§ **YOUR INSTRUCTIONS**: Starting from the line with "[pin] finger (one", transcribe each line to the end of the records below. Copy them exactly and write nothing else.
DATA RECORDS START
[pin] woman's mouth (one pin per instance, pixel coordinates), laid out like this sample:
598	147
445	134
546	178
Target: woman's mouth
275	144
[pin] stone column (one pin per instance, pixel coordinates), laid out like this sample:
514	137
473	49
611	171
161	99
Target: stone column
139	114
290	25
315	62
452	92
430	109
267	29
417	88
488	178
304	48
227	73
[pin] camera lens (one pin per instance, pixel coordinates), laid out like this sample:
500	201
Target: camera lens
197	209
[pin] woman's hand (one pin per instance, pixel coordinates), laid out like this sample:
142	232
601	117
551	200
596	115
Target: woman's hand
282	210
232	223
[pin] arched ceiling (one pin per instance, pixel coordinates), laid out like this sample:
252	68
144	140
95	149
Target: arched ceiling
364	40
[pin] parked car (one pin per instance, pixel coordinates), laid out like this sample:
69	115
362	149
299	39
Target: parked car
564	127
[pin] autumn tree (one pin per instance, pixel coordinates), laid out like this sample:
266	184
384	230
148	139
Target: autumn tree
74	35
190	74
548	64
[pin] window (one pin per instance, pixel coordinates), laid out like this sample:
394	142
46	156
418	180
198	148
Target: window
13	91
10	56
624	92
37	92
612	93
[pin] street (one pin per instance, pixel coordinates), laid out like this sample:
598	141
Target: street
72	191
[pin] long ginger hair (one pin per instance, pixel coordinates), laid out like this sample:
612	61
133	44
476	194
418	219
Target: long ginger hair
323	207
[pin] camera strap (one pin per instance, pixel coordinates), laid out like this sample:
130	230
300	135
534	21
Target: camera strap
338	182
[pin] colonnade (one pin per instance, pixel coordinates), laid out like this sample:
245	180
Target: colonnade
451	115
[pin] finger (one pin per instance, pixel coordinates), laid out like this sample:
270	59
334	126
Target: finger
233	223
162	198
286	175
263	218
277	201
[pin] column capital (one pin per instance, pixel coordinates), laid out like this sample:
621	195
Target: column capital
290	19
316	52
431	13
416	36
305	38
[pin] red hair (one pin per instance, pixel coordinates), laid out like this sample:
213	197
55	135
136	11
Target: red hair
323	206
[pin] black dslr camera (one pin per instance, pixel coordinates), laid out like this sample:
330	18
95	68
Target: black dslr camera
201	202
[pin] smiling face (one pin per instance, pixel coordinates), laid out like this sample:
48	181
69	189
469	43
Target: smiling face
DATA RECORDS END
§ **TASK ANSWER**:
[pin] finger (one pin per instance, pixel coordinates), laid out like this sample:
270	59
334	126
Target: finger
233	223
162	198
286	175
263	218
277	201
[pin] column capital (one pin per instance, pixel coordinates), laid out like this sample:
621	195
Target: column capital
290	19
316	52
431	13
416	36
305	38
[pin] red hair (one pin per instance, pixel coordinates), laid out like this sample:
213	197
55	135
136	11
Target: red hair
323	206
[pin] black dslr camera (one pin per instance, pixel coordinates), laid out like this sample:
330	18
95	68
Target: black dslr camera
201	202
[pin] smiling face (one pin per instance, pixel coordinates), laid out like this sample:
48	181
69	189
469	43
Target: smiling face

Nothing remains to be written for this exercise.